● **Records for the task**
[Start of Attachment]
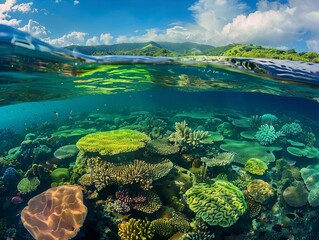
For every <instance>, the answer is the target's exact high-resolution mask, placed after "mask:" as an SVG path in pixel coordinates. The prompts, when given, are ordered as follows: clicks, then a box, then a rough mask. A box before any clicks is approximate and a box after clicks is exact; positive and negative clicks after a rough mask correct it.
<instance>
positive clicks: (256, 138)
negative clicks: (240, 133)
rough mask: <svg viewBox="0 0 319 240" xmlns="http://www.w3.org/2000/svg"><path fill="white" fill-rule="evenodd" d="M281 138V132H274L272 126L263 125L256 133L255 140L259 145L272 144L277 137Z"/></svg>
mask: <svg viewBox="0 0 319 240" xmlns="http://www.w3.org/2000/svg"><path fill="white" fill-rule="evenodd" d="M280 136H283V133H282V132H281V131H278V132H276V130H275V128H274V127H273V126H272V125H268V124H263V125H261V126H260V127H259V129H258V131H257V132H256V135H255V138H256V139H257V140H258V142H259V143H260V144H261V145H269V144H272V143H273V142H274V141H275V140H276V139H277V138H278V137H280Z"/></svg>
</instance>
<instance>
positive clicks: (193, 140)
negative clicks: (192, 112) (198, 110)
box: [168, 120, 208, 148]
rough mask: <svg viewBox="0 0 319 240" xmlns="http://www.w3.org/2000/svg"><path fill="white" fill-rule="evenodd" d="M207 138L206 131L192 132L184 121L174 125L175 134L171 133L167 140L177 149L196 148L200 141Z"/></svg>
mask: <svg viewBox="0 0 319 240" xmlns="http://www.w3.org/2000/svg"><path fill="white" fill-rule="evenodd" d="M207 136H208V132H207V131H203V130H194V131H192V129H191V128H189V127H188V126H187V123H186V121H185V120H184V121H183V122H176V123H175V132H173V133H172V134H171V135H170V136H169V137H168V140H169V141H170V142H173V143H174V145H176V146H179V147H191V148H196V147H198V146H200V144H201V140H202V139H204V138H206V137H207Z"/></svg>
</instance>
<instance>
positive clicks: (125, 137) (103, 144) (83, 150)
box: [76, 129, 150, 155]
mask: <svg viewBox="0 0 319 240" xmlns="http://www.w3.org/2000/svg"><path fill="white" fill-rule="evenodd" d="M149 140H150V138H149V137H148V136H147V135H146V134H144V133H141V132H139V131H136V130H130V129H119V130H113V131H107V132H97V133H91V134H88V135H86V136H84V137H82V138H81V139H80V140H79V141H78V142H77V143H76V146H77V147H78V148H79V149H80V150H82V151H84V152H93V153H99V154H101V155H115V154H119V153H125V152H133V151H136V150H138V149H140V148H143V147H144V146H145V144H146V142H148V141H149Z"/></svg>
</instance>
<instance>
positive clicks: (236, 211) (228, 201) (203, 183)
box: [185, 181, 247, 227]
mask: <svg viewBox="0 0 319 240" xmlns="http://www.w3.org/2000/svg"><path fill="white" fill-rule="evenodd" d="M185 194H186V196H187V200H186V202H187V204H188V205H189V207H190V209H191V210H192V211H194V212H195V213H196V216H197V217H200V218H202V219H203V220H204V221H205V222H207V223H208V224H209V225H219V226H222V227H229V226H231V225H233V224H234V223H235V222H236V221H237V220H238V218H239V216H240V215H242V214H244V213H245V212H246V210H247V203H246V201H245V197H244V195H243V193H242V192H241V191H240V189H239V188H237V187H236V186H235V185H233V184H231V183H230V182H226V181H216V182H215V183H214V184H212V185H209V184H205V183H201V184H196V185H194V186H193V187H191V188H190V189H188V190H187V191H186V193H185Z"/></svg>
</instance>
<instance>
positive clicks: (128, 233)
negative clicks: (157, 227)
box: [118, 218, 155, 240]
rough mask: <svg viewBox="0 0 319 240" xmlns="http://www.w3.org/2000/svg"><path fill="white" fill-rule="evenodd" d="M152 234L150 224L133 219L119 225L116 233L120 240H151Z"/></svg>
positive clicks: (149, 221) (152, 233)
mask: <svg viewBox="0 0 319 240" xmlns="http://www.w3.org/2000/svg"><path fill="white" fill-rule="evenodd" d="M154 233H155V228H154V226H153V223H152V222H150V221H148V220H141V219H135V218H131V219H130V220H129V221H128V222H123V223H121V224H120V225H119V232H118V234H119V236H120V237H121V240H148V239H152V238H153V236H154Z"/></svg>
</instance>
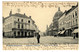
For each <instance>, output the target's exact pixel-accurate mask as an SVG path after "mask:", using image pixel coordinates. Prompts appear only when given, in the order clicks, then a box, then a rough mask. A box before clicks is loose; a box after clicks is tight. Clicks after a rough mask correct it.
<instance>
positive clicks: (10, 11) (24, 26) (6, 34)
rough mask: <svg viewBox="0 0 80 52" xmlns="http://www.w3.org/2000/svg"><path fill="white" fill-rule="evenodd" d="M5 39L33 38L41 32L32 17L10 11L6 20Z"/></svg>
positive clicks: (3, 25) (6, 17)
mask: <svg viewBox="0 0 80 52" xmlns="http://www.w3.org/2000/svg"><path fill="white" fill-rule="evenodd" d="M3 26H4V27H3V28H4V36H5V37H33V36H35V33H38V32H39V30H38V28H37V26H36V24H35V22H34V21H33V20H32V18H31V16H29V17H28V16H26V15H25V13H24V14H20V13H15V14H12V11H10V13H9V16H8V17H5V18H4V25H3Z"/></svg>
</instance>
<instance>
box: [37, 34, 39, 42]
mask: <svg viewBox="0 0 80 52" xmlns="http://www.w3.org/2000/svg"><path fill="white" fill-rule="evenodd" d="M37 42H38V43H40V35H39V33H37Z"/></svg>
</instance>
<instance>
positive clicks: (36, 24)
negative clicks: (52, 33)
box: [2, 2, 76, 32]
mask: <svg viewBox="0 0 80 52" xmlns="http://www.w3.org/2000/svg"><path fill="white" fill-rule="evenodd" d="M5 3H7V2H3V6H2V7H3V8H2V17H7V16H8V15H9V12H10V10H12V14H15V13H17V12H18V9H20V12H19V13H21V14H24V13H25V14H26V15H27V16H31V18H32V19H33V20H34V21H35V24H36V25H37V27H38V28H39V30H40V31H41V32H45V30H46V27H47V25H48V26H49V25H50V24H51V23H52V20H53V17H54V14H55V13H56V12H57V11H58V7H60V10H61V11H62V12H64V11H65V10H69V9H70V8H71V6H67V5H66V4H65V6H66V7H63V5H59V4H57V5H58V6H57V5H56V3H58V2H51V3H54V4H55V5H54V6H57V7H51V8H49V7H43V8H42V7H40V5H39V6H38V5H36V6H38V7H32V6H31V5H30V4H29V5H30V6H29V7H14V6H13V7H11V6H7V5H6V4H5ZM13 3H14V2H13ZM45 3H48V2H44V4H45ZM65 3H67V2H65ZM70 3H75V4H74V5H76V2H70ZM16 5H17V4H16ZM46 5H47V4H46ZM71 5H72V4H71Z"/></svg>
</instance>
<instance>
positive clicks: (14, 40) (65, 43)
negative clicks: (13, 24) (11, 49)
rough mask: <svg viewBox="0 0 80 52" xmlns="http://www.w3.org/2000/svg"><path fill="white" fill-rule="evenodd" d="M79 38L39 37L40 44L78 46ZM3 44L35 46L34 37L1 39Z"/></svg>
mask: <svg viewBox="0 0 80 52" xmlns="http://www.w3.org/2000/svg"><path fill="white" fill-rule="evenodd" d="M78 39H79V38H76V39H73V37H54V36H42V37H40V44H78V41H79V40H78ZM3 44H37V39H36V37H33V38H3Z"/></svg>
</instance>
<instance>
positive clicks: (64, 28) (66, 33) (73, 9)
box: [58, 4, 79, 37]
mask: <svg viewBox="0 0 80 52" xmlns="http://www.w3.org/2000/svg"><path fill="white" fill-rule="evenodd" d="M78 20H79V19H78V4H77V5H76V6H72V8H71V9H69V10H68V11H65V12H64V13H63V15H62V16H60V19H59V20H58V22H59V31H61V34H63V33H64V34H63V35H64V36H73V35H72V32H73V31H76V32H75V33H77V35H76V36H77V37H78ZM73 33H74V32H73Z"/></svg>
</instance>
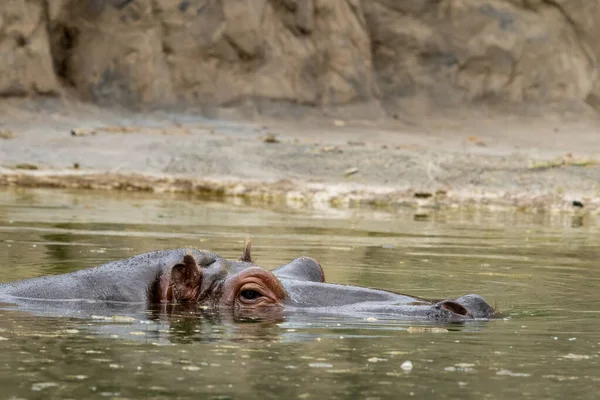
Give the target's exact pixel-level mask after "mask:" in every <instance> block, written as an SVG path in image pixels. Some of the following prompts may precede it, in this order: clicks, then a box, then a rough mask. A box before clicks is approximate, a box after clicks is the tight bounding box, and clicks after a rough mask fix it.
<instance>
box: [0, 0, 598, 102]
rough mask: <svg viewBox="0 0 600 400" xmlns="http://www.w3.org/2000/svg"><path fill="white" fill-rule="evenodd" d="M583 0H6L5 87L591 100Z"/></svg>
mask: <svg viewBox="0 0 600 400" xmlns="http://www.w3.org/2000/svg"><path fill="white" fill-rule="evenodd" d="M598 21H600V2H597V1H591V0H4V1H2V2H0V96H5V97H6V96H30V95H53V96H59V95H69V96H71V95H74V96H77V97H78V98H80V99H82V100H85V101H91V102H94V103H97V104H100V105H113V104H121V105H124V106H131V107H140V106H168V105H193V106H197V105H216V106H225V107H227V106H236V105H240V104H247V103H251V104H277V103H281V102H283V103H286V104H289V103H291V104H300V105H306V106H310V107H316V108H323V107H330V106H338V105H348V104H365V103H366V104H375V105H376V106H377V107H378V108H380V109H383V110H386V111H387V112H388V113H390V112H395V110H410V109H411V108H414V107H415V106H416V105H418V106H419V107H422V106H425V107H437V108H440V107H454V106H457V105H465V104H474V103H480V102H482V101H487V102H490V101H491V102H494V103H496V104H516V105H519V104H523V103H524V102H526V103H536V104H548V103H556V102H567V103H574V104H581V105H584V104H585V105H589V106H591V107H593V108H596V107H600V84H599V81H598V59H599V57H600V40H598V38H600V24H599V23H598Z"/></svg>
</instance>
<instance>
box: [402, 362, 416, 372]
mask: <svg viewBox="0 0 600 400" xmlns="http://www.w3.org/2000/svg"><path fill="white" fill-rule="evenodd" d="M400 368H402V369H403V370H404V371H412V368H413V365H412V361H408V360H407V361H404V362H403V363H402V365H400Z"/></svg>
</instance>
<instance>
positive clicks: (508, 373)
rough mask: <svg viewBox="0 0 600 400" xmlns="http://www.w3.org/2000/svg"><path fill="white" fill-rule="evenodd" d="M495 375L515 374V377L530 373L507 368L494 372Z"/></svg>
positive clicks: (530, 374) (507, 375)
mask: <svg viewBox="0 0 600 400" xmlns="http://www.w3.org/2000/svg"><path fill="white" fill-rule="evenodd" d="M496 375H506V376H516V377H528V376H531V374H526V373H524V372H512V371H509V370H507V369H501V370H500V371H498V372H496Z"/></svg>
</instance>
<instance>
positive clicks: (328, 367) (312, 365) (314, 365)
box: [308, 363, 333, 368]
mask: <svg viewBox="0 0 600 400" xmlns="http://www.w3.org/2000/svg"><path fill="white" fill-rule="evenodd" d="M308 366H309V367H311V368H333V365H332V364H327V363H310V364H308Z"/></svg>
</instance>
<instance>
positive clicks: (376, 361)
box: [367, 357, 387, 363]
mask: <svg viewBox="0 0 600 400" xmlns="http://www.w3.org/2000/svg"><path fill="white" fill-rule="evenodd" d="M367 361H368V362H372V363H376V362H381V361H387V358H377V357H371V358H369V359H368V360H367Z"/></svg>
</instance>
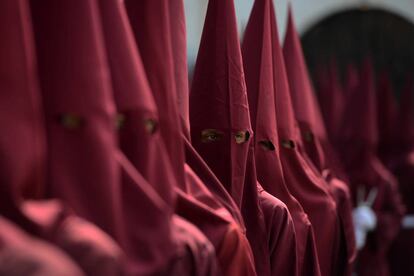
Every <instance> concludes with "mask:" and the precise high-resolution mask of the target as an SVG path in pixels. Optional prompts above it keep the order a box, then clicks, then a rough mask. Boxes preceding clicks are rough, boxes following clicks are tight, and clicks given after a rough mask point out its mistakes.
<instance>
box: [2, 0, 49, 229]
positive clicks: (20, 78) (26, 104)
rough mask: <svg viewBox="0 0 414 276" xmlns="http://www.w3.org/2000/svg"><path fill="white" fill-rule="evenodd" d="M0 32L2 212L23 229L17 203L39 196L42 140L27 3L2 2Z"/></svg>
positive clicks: (29, 19) (40, 112)
mask: <svg viewBox="0 0 414 276" xmlns="http://www.w3.org/2000/svg"><path fill="white" fill-rule="evenodd" d="M0 36H1V38H2V43H1V45H2V46H1V49H0V59H1V63H0V79H1V80H2V81H1V91H2V92H1V93H0V105H1V108H0V110H1V113H2V116H1V118H2V119H1V120H0V126H1V129H2V131H3V133H2V135H0V149H1V150H0V152H1V164H0V179H1V185H0V189H1V192H0V214H1V215H3V216H6V217H8V218H9V219H11V220H13V221H15V222H16V223H17V224H19V225H21V226H24V227H25V228H26V230H27V227H30V224H31V223H30V222H29V221H28V220H27V218H26V217H25V216H24V215H23V214H22V213H21V210H20V205H21V204H22V202H23V200H24V198H29V199H34V198H36V197H39V196H41V195H43V192H44V189H45V187H44V180H45V173H46V158H45V157H46V143H45V142H46V140H45V135H44V131H45V130H44V125H43V117H42V110H41V108H42V107H41V98H40V94H39V86H38V81H37V72H36V62H35V52H34V41H33V33H32V26H31V17H30V11H29V7H28V4H27V3H26V1H2V2H1V3H0Z"/></svg>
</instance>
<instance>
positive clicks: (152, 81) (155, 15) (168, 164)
mask: <svg viewBox="0 0 414 276" xmlns="http://www.w3.org/2000/svg"><path fill="white" fill-rule="evenodd" d="M125 4H126V8H127V11H128V14H129V18H130V22H131V25H132V28H133V30H134V35H135V39H136V42H137V45H138V47H139V48H140V51H141V53H142V59H143V63H144V67H145V70H146V73H147V76H148V80H149V83H150V86H151V89H152V92H153V95H154V99H155V102H156V105H157V107H158V109H159V110H162V111H163V112H161V113H160V121H159V128H160V135H161V137H162V141H163V142H164V144H169V145H170V146H169V147H170V149H168V146H167V147H166V151H164V152H167V153H168V157H169V159H170V160H173V161H171V162H174V164H173V166H171V165H170V164H167V165H165V164H164V165H162V164H159V165H158V167H163V168H164V169H165V170H170V171H173V172H174V173H173V174H174V175H175V176H176V177H175V178H174V177H173V178H170V179H168V182H170V183H172V185H173V187H175V189H176V192H177V194H178V199H177V205H176V212H177V213H178V214H180V215H182V216H183V217H185V218H186V219H188V220H189V221H190V222H192V223H194V224H195V225H196V226H197V227H199V228H200V229H201V230H202V232H203V233H204V234H205V235H206V236H207V237H208V238H209V240H210V241H211V242H212V243H213V245H214V247H215V248H216V251H217V252H216V256H217V257H218V262H219V264H220V267H221V270H222V272H223V273H230V272H232V271H234V270H236V269H237V270H239V273H241V274H246V275H249V274H250V273H253V274H254V268H253V266H252V264H253V261H250V262H244V263H241V262H240V261H239V260H238V259H237V258H239V256H241V255H243V254H245V257H244V259H250V258H252V257H251V250H250V248H249V247H248V246H247V243H246V241H245V237H244V236H243V233H242V232H241V231H242V230H241V229H240V230H239V231H235V230H236V229H237V227H236V226H237V225H236V220H234V219H233V217H232V215H231V213H229V211H228V210H230V211H231V212H232V213H233V214H235V211H234V207H233V206H234V203H232V201H228V200H229V197H227V198H225V197H223V196H221V197H220V198H221V201H220V200H217V199H216V198H215V195H214V194H213V192H217V191H218V192H219V193H220V195H223V194H224V193H223V190H219V189H220V186H217V185H220V183H217V182H211V181H209V182H206V183H203V182H202V181H201V180H200V178H198V176H197V175H196V173H195V172H194V171H193V169H192V168H191V166H188V165H184V162H183V163H182V164H181V168H179V167H180V166H179V164H176V163H179V162H181V160H183V161H184V160H185V156H184V147H183V143H184V140H185V139H186V137H184V136H183V135H182V134H181V133H180V135H179V136H177V133H176V132H177V131H179V132H182V125H181V124H180V116H179V113H178V111H179V107H180V105H177V102H179V101H188V99H186V98H185V97H187V98H188V94H186V93H184V95H183V96H182V98H179V97H177V95H176V92H177V91H176V87H180V88H181V89H188V88H187V87H185V86H184V87H181V86H182V83H183V80H182V79H183V75H184V74H186V70H182V66H181V67H180V66H178V65H177V64H174V62H173V61H174V59H176V58H179V57H180V54H181V51H182V50H183V49H178V48H177V47H178V45H182V43H183V42H174V41H176V40H178V39H179V38H180V37H181V39H183V34H178V35H180V37H175V36H174V34H175V33H177V32H178V31H177V30H176V28H175V26H174V25H171V26H170V24H172V23H174V24H176V23H175V20H178V21H179V22H181V21H180V20H181V19H180V18H183V16H184V15H183V3H182V2H181V1H179V2H178V3H177V2H176V1H170V2H165V1H148V2H141V3H138V2H136V1H135V2H132V1H127V2H126V3H125ZM160 11H161V12H160ZM170 16H171V17H172V16H174V17H173V18H171V19H170ZM158 17H162V20H161V19H160V21H161V22H162V24H161V27H160V29H159V32H151V31H150V30H148V29H147V27H145V26H153V25H154V24H150V23H148V22H153V20H158V19H157V18H158ZM157 24H158V23H157ZM173 30H174V33H173ZM148 33H151V35H150V39H148V36H147V35H146V34H148ZM165 37H170V38H171V41H168V40H165V39H164V38H165ZM184 38H185V34H184ZM151 41H152V44H149V43H150V42H151ZM173 42H174V43H173ZM184 42H185V41H184ZM154 44H155V45H159V47H154ZM177 44H178V45H177ZM173 46H174V47H173ZM184 49H185V48H184ZM181 56H182V54H181ZM178 62H180V61H178ZM181 62H182V61H181ZM184 64H186V60H184ZM174 65H175V66H174ZM160 70H163V72H164V73H163V74H162V75H160V74H159V71H160ZM160 84H163V85H164V87H168V89H167V90H165V89H162V88H161V87H160ZM134 92H135V91H134ZM184 92H185V91H184ZM187 92H188V91H187ZM186 95H187V96H186ZM177 98H178V99H177ZM184 115H185V114H184ZM184 115H183V116H184ZM183 116H181V118H183ZM163 128H168V129H166V130H164V131H162V129H163ZM183 129H184V131H183V133H184V134H185V129H186V127H183ZM172 130H173V131H172ZM172 144H174V146H172ZM188 145H189V144H188ZM188 145H187V147H188ZM134 146H135V147H141V148H142V147H145V145H142V144H137V143H135V144H131V143H130V144H129V147H134ZM171 149H174V151H171ZM178 149H180V150H178ZM126 152H127V150H126ZM187 154H191V152H188V151H187ZM137 157H140V158H142V156H136V157H135V158H137ZM154 157H155V158H156V156H153V157H149V158H154ZM177 170H180V171H177ZM183 176H184V179H183V181H184V183H180V181H181V178H182V177H183ZM149 181H151V180H149ZM205 184H208V186H206V185H205ZM214 185H216V186H214ZM209 188H210V189H211V190H210V189H209ZM224 196H226V195H225V194H224ZM221 202H223V203H226V204H227V205H226V207H228V209H225V208H224V207H223V205H222V204H221ZM232 205H233V206H232ZM229 207H230V208H229ZM236 214H237V213H236ZM236 218H237V219H239V218H238V217H236ZM231 235H233V237H231ZM234 239H240V241H238V243H239V247H242V246H245V250H244V251H243V252H237V253H236V252H233V251H228V250H227V249H224V246H225V245H227V244H228V243H229V242H231V240H234ZM224 253H226V254H228V253H230V254H231V255H226V254H224ZM236 257H237V258H236ZM244 259H243V260H244ZM225 260H226V261H225Z"/></svg>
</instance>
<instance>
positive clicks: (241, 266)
mask: <svg viewBox="0 0 414 276" xmlns="http://www.w3.org/2000/svg"><path fill="white" fill-rule="evenodd" d="M273 5H274V4H273V1H271V0H255V1H254V6H253V9H252V12H251V15H250V19H249V22H248V24H247V27H246V30H245V33H244V36H243V41H242V43H240V41H239V37H238V33H237V26H236V16H235V11H234V3H233V0H209V2H208V8H207V14H206V19H205V25H204V29H203V33H202V38H201V43H200V48H199V52H198V56H197V61H196V65H195V68H194V72H193V74H192V80H191V85H189V82H188V75H189V74H188V69H187V60H186V57H187V53H186V32H185V28H186V26H185V18H184V8H183V0H168V1H167V0H139V1H138V0H124V1H120V0H61V1H55V0H2V1H0V89H1V93H0V113H1V116H0V126H1V129H2V134H1V135H0V177H1V181H0V187H1V193H0V275H70V276H76V275H232V276H233V275H246V276H247V275H259V276H267V275H282V276H283V275H287V276H289V275H306V276H319V275H323V276H328V275H352V274H354V273H355V274H357V275H379V276H381V275H384V276H385V275H389V274H390V273H391V272H393V274H394V272H395V271H397V270H398V269H400V270H399V272H395V273H396V274H395V275H414V272H413V270H412V269H413V268H412V266H413V263H412V262H411V260H410V256H413V253H412V251H413V248H414V247H413V246H412V243H413V234H412V233H413V232H410V231H412V230H410V229H412V228H413V219H412V217H411V216H409V215H404V212H405V207H403V204H402V201H403V199H402V198H401V196H400V195H401V193H400V191H403V194H404V200H405V204H406V205H407V208H408V210H407V211H408V213H409V212H410V209H409V208H410V205H409V204H410V202H411V204H412V202H414V201H413V200H412V198H410V197H411V196H412V195H414V193H413V192H411V191H410V187H409V184H408V183H410V181H412V179H413V176H414V170H413V166H414V161H413V160H414V159H413V158H412V155H410V151H412V149H413V144H414V139H413V137H414V128H413V126H412V121H411V120H412V116H411V114H410V112H411V109H412V107H411V105H410V103H411V99H410V96H411V95H410V93H411V90H412V89H411V88H412V85H411V84H410V85H408V86H407V93H405V94H404V95H405V96H404V97H406V98H405V100H403V101H402V104H401V106H400V108H397V106H396V105H395V104H394V105H393V104H392V103H394V102H393V98H392V97H393V94H392V90H391V89H392V88H391V86H390V83H389V81H388V82H387V78H386V77H384V78H381V79H380V80H381V82H380V84H379V85H378V86H376V85H375V83H376V82H374V73H373V69H372V66H371V64H370V62H369V60H368V59H367V60H366V61H365V62H363V63H362V66H360V67H359V69H358V70H356V69H353V68H354V67H350V70H349V78H348V79H347V81H346V85H344V86H341V85H340V84H339V82H338V79H337V78H336V75H335V70H334V66H327V67H325V68H324V69H323V70H321V71H320V72H319V74H318V75H317V77H318V78H317V81H316V82H315V87H317V88H318V89H317V90H318V95H319V99H320V101H319V102H318V100H317V96H316V94H314V91H313V86H312V84H311V81H310V79H309V76H308V72H307V68H306V65H305V62H304V58H303V53H302V49H301V45H300V41H299V37H298V34H297V32H296V30H295V25H294V22H293V17H292V14H291V12H290V11H289V18H288V27H287V33H286V37H285V40H284V43H283V47H281V44H280V41H279V36H278V30H277V25H276V18H275V12H274V6H273ZM377 95H380V97H379V99H386V100H385V101H378V104H377V102H376V96H377ZM377 105H378V109H381V112H377ZM377 114H378V116H377ZM391 115H392V116H391ZM393 116H394V117H393ZM377 117H381V119H380V121H381V123H380V124H378V123H377V121H378V120H377V119H378V118H377ZM390 118H393V119H390ZM399 131H400V132H399ZM394 134H396V135H394ZM397 180H399V182H398V181H397ZM398 183H399V184H398ZM404 185H405V186H404ZM410 242H411V244H410ZM410 250H411V255H410ZM410 262H411V263H410ZM410 265H411V268H410ZM410 269H411V270H410Z"/></svg>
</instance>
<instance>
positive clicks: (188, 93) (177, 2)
mask: <svg viewBox="0 0 414 276" xmlns="http://www.w3.org/2000/svg"><path fill="white" fill-rule="evenodd" d="M169 10H170V14H169V15H170V16H169V18H170V30H171V42H172V43H171V45H172V53H173V55H172V57H173V60H174V62H173V63H174V76H175V78H174V80H175V85H176V93H177V97H176V99H177V104H178V111H179V114H180V118H181V120H182V127H183V135H184V136H185V137H184V148H185V154H186V163H187V164H188V165H189V166H190V167H191V169H193V170H194V171H197V174H199V175H200V174H202V175H203V176H204V177H203V183H204V184H205V187H206V188H208V190H209V191H210V192H211V193H212V194H213V195H214V197H215V199H216V200H217V201H219V203H220V204H221V205H222V206H223V207H225V208H226V209H227V210H228V211H229V212H230V214H231V215H232V217H233V219H234V220H235V221H236V222H237V223H238V225H239V226H240V227H241V228H242V229H243V230H244V228H245V227H244V223H243V218H242V216H241V214H240V210H239V209H238V208H237V206H236V204H235V203H234V201H233V199H232V198H231V196H230V195H229V193H228V192H227V191H226V189H225V188H224V187H223V185H222V184H221V183H220V182H219V181H217V178H216V177H215V176H214V175H212V173H211V170H210V168H208V166H207V164H205V162H204V161H203V160H202V158H201V157H200V156H199V155H198V153H197V151H196V150H195V149H194V148H193V146H192V145H191V141H190V140H191V137H190V136H191V135H190V125H189V123H190V117H189V85H188V65H187V47H186V45H187V41H186V28H185V27H186V26H185V14H184V3H183V1H182V0H173V1H169Z"/></svg>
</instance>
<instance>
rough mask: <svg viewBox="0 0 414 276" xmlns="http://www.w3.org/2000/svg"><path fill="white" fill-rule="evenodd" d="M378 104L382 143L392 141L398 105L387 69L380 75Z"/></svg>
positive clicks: (377, 102) (379, 133)
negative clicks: (397, 104)
mask: <svg viewBox="0 0 414 276" xmlns="http://www.w3.org/2000/svg"><path fill="white" fill-rule="evenodd" d="M377 104H378V107H377V117H378V119H377V122H378V131H379V138H380V143H392V142H393V136H394V135H395V124H396V123H397V105H396V101H395V96H394V91H393V87H392V83H391V79H390V76H389V74H388V72H386V71H384V72H382V73H381V74H380V75H379V79H378V99H377Z"/></svg>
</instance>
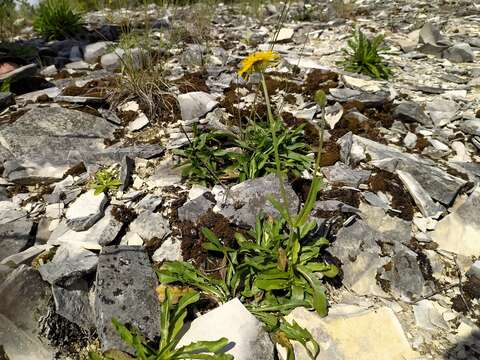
[End of Attachment]
● **What is required**
Wherever the string "pixels" appears in the data above, report the whole line.

● **Response to this task**
Give the target's exact pixel-level mask after "mask:" in every <instance> block, written as an SVG path in image pixels. Some of the following prompts may precede it, in this order: clicks, then a box, then a rough mask. A box before clicks is approximate, a box after clicks is the tight bounding box, and clicks after a rough mask fix it.
Every <instance> concludes with "mask:" and the precise high-resolution mask of the target as an SVG path in pixels. Optional prompts above it keep the order a box, then clicks, then a rough mask. Boxes preceding clicks are rough, boxes following clicks are tight, and clicks given after a rough mask point out its mistakes.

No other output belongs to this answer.